### Source document
::::

Where, however, a non-domiciliary is injured in an automobile accident without the state, the court will apply the loss-distribution rules of the place of the tort. In Neumeier v. Kuehner, 31 N.Y.2d 121, 335 N.Y.S.2d 64, 286 N.E.2d 454 (1972), for example, the Court of Appeals applied a Canadian guest statute in an action arising from an automobile accident in Ontario, Canada brought by a Canadian. The Neumeier court found that New York had no interest in protecting a foreign domiciliary injured in a foreign land. Moreover, the court observed that "application of New York law would result in the exposure of this State's domiciliaries to a greater liability than that imposed upon resident users of Ontario's highways." See also Schultz, 65 N.Y.2d at 201, 491 N.Y.S.2d 90, 480 N.E.2d 679 (decided in 1985 and applying Neumeier rules outside guest-host context).

Here, a New Jersey plaintiff was injured by an automobile rented in New York and owned by a corporation doing business in New York. Applying principles enunciated in Neumeier and affirmed in Schultz, a New York court would apply New Jersey law to the issue of an automobile owner's vicarious liability. New York has no interest in permitting a New Jersey plaintiff to impose vicarious liability on the New York owner of an automobile involved in an accident in New Jersey simply because the owner is a New York domiciliary.

::::

### Written instruction 1
Collect every line of the records that contains the string "condenser", and treat uppercase and lowercase as different.
The legal passage and the records have nothing to do with each other.

### Dataset rows
::::

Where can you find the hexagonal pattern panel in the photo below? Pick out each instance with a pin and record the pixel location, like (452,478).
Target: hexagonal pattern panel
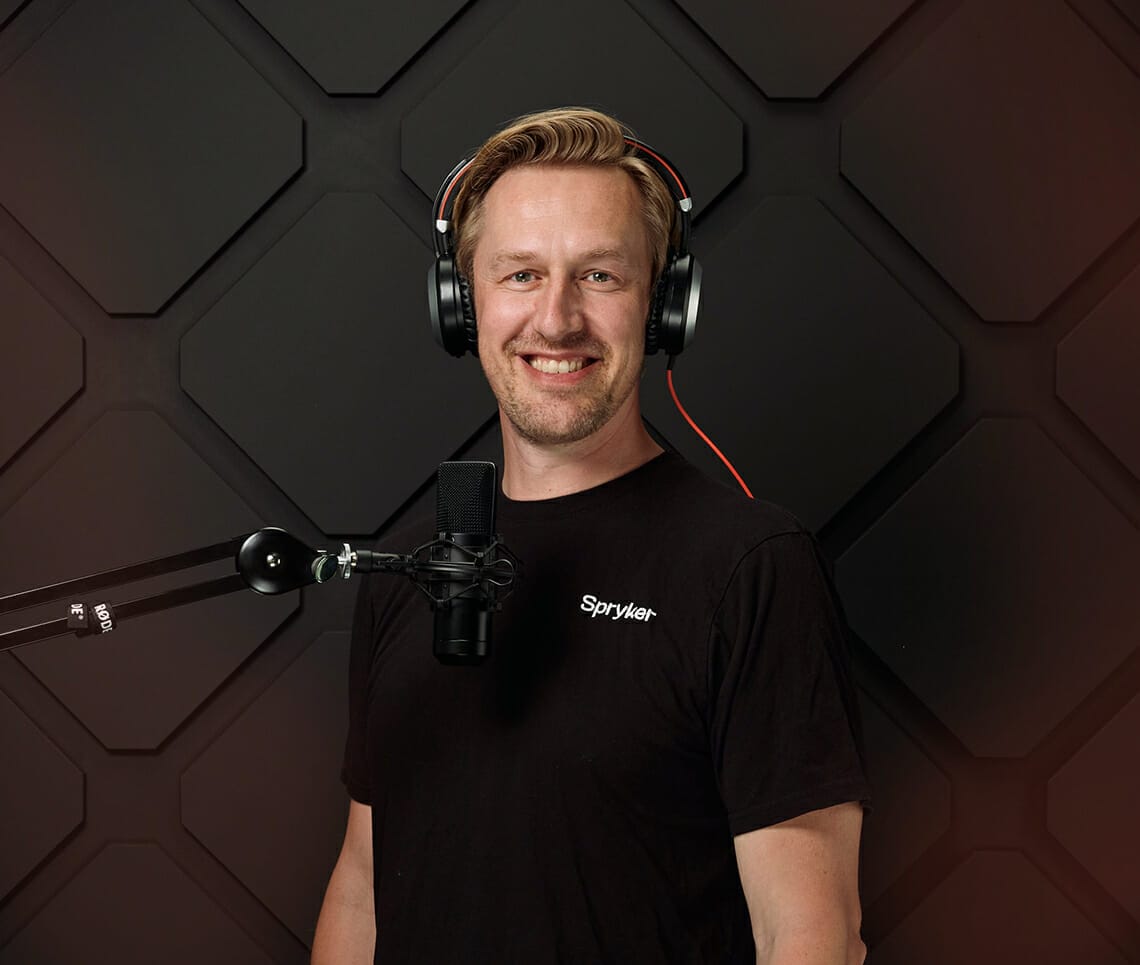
(794,49)
(286,749)
(314,359)
(984,151)
(825,351)
(1001,588)
(41,362)
(132,906)
(996,907)
(112,123)
(911,803)
(1093,802)
(1131,9)
(350,47)
(8,9)
(1097,366)
(588,65)
(131,491)
(41,796)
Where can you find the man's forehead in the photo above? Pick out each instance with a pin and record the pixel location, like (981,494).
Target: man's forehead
(594,210)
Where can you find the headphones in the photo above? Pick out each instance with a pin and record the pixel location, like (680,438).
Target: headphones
(673,306)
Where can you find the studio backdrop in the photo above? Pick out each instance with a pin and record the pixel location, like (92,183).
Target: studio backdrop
(920,331)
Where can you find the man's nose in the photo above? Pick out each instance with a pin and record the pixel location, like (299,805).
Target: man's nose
(560,309)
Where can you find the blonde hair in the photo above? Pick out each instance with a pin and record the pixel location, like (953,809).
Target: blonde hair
(562,136)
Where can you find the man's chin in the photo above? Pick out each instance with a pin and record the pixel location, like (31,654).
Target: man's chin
(553,430)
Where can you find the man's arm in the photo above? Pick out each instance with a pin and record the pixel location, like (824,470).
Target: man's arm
(801,886)
(347,926)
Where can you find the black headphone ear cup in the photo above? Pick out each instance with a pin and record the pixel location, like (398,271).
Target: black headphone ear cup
(656,306)
(680,300)
(447,299)
(673,311)
(467,308)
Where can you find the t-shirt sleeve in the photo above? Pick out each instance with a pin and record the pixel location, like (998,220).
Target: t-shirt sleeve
(784,728)
(355,768)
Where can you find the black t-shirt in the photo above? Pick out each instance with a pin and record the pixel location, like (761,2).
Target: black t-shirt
(669,672)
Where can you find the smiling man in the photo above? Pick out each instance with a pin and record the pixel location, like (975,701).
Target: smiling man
(660,762)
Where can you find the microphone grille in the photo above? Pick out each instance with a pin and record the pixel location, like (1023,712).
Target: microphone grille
(465,497)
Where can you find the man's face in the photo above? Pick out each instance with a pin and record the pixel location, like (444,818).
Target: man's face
(561,283)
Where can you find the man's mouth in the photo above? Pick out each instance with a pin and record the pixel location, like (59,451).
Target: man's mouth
(558,366)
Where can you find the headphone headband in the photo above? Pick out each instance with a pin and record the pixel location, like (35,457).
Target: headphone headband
(673,309)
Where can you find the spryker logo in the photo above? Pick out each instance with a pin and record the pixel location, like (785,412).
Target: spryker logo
(630,610)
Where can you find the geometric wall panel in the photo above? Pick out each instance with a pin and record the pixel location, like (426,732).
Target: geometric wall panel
(349,47)
(794,49)
(130,491)
(668,104)
(8,8)
(266,797)
(813,374)
(1131,9)
(1098,371)
(132,906)
(316,359)
(996,907)
(41,795)
(41,362)
(1093,803)
(112,123)
(1001,588)
(911,803)
(1006,149)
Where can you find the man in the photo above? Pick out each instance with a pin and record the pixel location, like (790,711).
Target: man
(658,763)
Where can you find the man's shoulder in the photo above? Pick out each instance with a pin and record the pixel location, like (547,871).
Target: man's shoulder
(700,503)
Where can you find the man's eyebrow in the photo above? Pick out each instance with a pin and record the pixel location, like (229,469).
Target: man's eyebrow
(516,257)
(511,258)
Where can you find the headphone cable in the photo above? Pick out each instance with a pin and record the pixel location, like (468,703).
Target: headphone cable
(697,429)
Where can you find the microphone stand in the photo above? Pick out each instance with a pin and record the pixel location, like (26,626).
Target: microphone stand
(268,561)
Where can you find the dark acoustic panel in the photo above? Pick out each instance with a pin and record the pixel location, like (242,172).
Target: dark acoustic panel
(1098,371)
(41,362)
(794,49)
(132,906)
(277,770)
(996,907)
(113,122)
(811,366)
(351,46)
(1001,588)
(320,364)
(1006,151)
(8,9)
(1093,802)
(131,491)
(605,56)
(1131,9)
(41,795)
(911,803)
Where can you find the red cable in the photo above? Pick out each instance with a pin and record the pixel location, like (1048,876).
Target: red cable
(708,442)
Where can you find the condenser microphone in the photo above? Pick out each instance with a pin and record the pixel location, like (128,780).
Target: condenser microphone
(465,524)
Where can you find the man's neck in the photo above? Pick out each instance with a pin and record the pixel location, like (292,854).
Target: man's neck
(532,471)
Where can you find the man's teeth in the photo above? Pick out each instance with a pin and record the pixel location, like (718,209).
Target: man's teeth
(556,365)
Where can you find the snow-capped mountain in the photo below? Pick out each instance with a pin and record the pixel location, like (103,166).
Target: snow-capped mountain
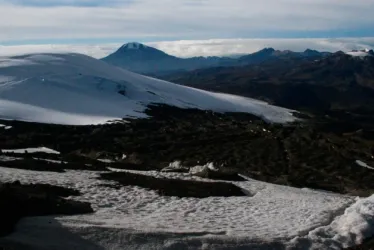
(140,58)
(77,89)
(361,53)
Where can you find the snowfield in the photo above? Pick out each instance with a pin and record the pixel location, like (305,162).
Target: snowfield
(270,217)
(77,89)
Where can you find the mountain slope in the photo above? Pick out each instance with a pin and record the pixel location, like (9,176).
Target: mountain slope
(144,59)
(77,89)
(335,82)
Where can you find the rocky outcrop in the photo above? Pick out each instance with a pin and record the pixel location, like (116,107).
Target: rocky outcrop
(17,201)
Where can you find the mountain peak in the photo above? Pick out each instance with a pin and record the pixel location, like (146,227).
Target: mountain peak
(133,45)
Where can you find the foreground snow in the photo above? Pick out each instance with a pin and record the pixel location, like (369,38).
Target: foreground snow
(270,217)
(77,89)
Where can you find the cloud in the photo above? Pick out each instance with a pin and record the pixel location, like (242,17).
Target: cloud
(212,47)
(40,20)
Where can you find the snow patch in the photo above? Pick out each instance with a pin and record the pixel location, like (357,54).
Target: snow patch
(105,160)
(201,169)
(31,150)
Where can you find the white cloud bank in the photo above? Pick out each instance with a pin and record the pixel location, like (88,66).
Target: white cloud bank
(22,20)
(213,47)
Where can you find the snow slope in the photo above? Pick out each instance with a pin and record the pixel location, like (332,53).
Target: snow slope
(270,217)
(77,89)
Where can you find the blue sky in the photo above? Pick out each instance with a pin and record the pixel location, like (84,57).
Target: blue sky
(112,21)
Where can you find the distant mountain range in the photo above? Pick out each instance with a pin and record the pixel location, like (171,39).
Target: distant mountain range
(140,58)
(333,83)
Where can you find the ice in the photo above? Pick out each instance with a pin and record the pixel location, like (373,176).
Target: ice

::::

### Written instruction 2
Retype the choice-of-law passage word for word, starting with "Where, however, a" and going on through "outside guest-host context).".

### Exercise solution 1
Where can you find the condenser microphone in the photo above? Pick out each instance with a pin and record the pixel location, like (128,780).
Target: condenser microphone

### Exercise solution 2
Where, however, a non-domiciliary is injured in an automobile accident without the state, the court will apply the loss-distribution rules of the place of the tort. In Neumeier v. Kuehner, 31 N.Y.2d 121, 335 N.Y.S.2d 64, 286 N.E.2d 454 (1972), for example, the Court of Appeals applied a Canadian guest statute in an action arising from an automobile accident in Ontario, Canada brought by a Canadian. The Neumeier court found that New York had no interest in protecting a foreign domiciliary injured in a foreign land. Moreover, the court observed that "application of New York law would result in the exposure of this State's domiciliaries to a greater liability than that imposed upon resident users of Ontario's highways." See also Schultz, 65 N.Y.2d at 201, 491 N.Y.S.2d 90, 480 N.E.2d 679 (decided in 1985 and applying Neumeier rules outside guest-host context).